▶ REQUIREMENTS
Quote every one of the records below word for word, changing nothing.

Rows from a pointing dataset:
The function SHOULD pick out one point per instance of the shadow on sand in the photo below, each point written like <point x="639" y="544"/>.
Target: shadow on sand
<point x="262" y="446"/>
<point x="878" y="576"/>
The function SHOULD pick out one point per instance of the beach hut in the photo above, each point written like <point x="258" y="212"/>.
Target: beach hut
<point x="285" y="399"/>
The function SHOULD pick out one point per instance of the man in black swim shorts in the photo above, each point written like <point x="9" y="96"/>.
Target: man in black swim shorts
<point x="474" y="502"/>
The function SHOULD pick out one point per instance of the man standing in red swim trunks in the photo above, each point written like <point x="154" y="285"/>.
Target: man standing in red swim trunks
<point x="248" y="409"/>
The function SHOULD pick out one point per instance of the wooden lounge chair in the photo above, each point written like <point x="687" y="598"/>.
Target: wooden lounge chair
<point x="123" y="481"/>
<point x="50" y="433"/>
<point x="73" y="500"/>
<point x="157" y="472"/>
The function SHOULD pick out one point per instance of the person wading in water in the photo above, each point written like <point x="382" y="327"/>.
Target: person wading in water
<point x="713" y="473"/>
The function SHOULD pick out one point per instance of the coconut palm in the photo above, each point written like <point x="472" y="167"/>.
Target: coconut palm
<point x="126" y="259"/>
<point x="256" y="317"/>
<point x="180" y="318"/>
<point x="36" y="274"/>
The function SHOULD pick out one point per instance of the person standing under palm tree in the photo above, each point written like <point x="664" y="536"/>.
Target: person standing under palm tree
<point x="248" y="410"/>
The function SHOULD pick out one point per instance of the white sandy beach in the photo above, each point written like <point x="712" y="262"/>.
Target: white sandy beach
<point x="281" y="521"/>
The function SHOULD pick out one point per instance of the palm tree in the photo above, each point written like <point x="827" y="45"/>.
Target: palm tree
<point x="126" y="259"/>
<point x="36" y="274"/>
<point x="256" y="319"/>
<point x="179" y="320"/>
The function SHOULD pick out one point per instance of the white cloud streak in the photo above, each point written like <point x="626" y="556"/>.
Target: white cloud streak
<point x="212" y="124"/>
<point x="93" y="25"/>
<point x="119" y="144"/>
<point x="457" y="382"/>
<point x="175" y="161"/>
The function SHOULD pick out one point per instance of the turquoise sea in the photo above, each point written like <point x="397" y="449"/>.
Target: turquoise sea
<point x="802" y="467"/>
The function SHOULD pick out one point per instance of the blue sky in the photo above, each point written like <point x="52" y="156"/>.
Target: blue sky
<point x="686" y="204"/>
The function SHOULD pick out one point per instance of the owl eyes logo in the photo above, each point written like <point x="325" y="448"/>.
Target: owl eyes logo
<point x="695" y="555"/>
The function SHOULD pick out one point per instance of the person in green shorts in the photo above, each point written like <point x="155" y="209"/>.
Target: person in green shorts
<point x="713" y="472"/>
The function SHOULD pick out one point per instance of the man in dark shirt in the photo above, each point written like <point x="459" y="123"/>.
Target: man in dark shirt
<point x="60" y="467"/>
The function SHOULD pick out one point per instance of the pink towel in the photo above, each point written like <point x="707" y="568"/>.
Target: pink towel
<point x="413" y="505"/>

▶ ANSWER
The function SHOULD pick out one point per instance of the shadow on sand in the photo below, each point written like <point x="639" y="544"/>.
Target: shadow on sand
<point x="262" y="446"/>
<point x="878" y="576"/>
The function SHOULD pick out one point per instance of the beach hut in the photo above, each point written like <point x="258" y="212"/>.
Target: beach hut
<point x="285" y="399"/>
The function SHOULD pick out one point per instance of the man in black swim shorts in the photo above, each point written like <point x="9" y="96"/>.
Target: man in black swim shorts
<point x="474" y="502"/>
The function SHOULD pick out one point per instance of the man standing in red swim trunks in the photo above, each point written like <point x="154" y="285"/>.
Target: man standing in red swim trunks
<point x="248" y="409"/>
The function SHOULD pick out one point per instance of the wooden lounge chair in the photo above, each point written like <point x="687" y="598"/>.
Target: wooden lounge chair
<point x="123" y="481"/>
<point x="50" y="433"/>
<point x="73" y="500"/>
<point x="157" y="472"/>
The function SHOULD pick out one point per instance of the person wading in water in the photo above, each point written like <point x="382" y="327"/>.
Target: person wading in water
<point x="713" y="473"/>
The function SHOULD pick out one point per instance of the coconut palm in the photo above, each point written like <point x="472" y="167"/>.
Target: coconut palm
<point x="126" y="259"/>
<point x="256" y="317"/>
<point x="180" y="318"/>
<point x="36" y="274"/>
The function SHOULD pick out one point per instance of the person standing under palm tree in the photo above, each point written like <point x="664" y="536"/>.
Target: person standing under palm tree
<point x="248" y="410"/>
The function SHOULD pick out one point per instance of the white sandy beach in the photo above, each point written like <point x="712" y="262"/>.
Target: white sandy beach
<point x="281" y="521"/>
The function SHOULD pick out one point per instance of the palm tree in the photo above, each point written like <point x="827" y="45"/>.
Target: palm tree
<point x="126" y="259"/>
<point x="36" y="274"/>
<point x="256" y="319"/>
<point x="179" y="320"/>
The function SHOULD pick out one point per instance of the white cloud streak in the photo above, each point written like <point x="626" y="556"/>.
Target: white cloud streak
<point x="212" y="124"/>
<point x="93" y="25"/>
<point x="119" y="144"/>
<point x="457" y="382"/>
<point x="175" y="161"/>
The function SHOULD pick out one point per instance of the turquoise sea in the photo above, each point written like <point x="397" y="449"/>.
Target: turquoise sea
<point x="802" y="467"/>
The function SHOULD pick out one point per instance of the blue sky in the photo above, each point written like <point x="52" y="156"/>.
Target: blue sky
<point x="686" y="204"/>
The function SHOULD pick out one point per instance of the owl eyes logo in the photo above, each point written like <point x="325" y="448"/>.
Target: owl eyes logo
<point x="695" y="555"/>
The function SHOULD pick out one point per instance of the person in green shorts in the photo above, each point written like <point x="155" y="209"/>.
Target: person in green shorts
<point x="713" y="472"/>
The function SHOULD pick out one point per instance of the man in dark shirt in the photo above, each point written like <point x="459" y="123"/>.
Target: man in dark shirt
<point x="60" y="467"/>
The function SHOULD pick out one point per instance of the pink towel in the photo above, each point written like <point x="707" y="568"/>.
Target: pink towel
<point x="413" y="505"/>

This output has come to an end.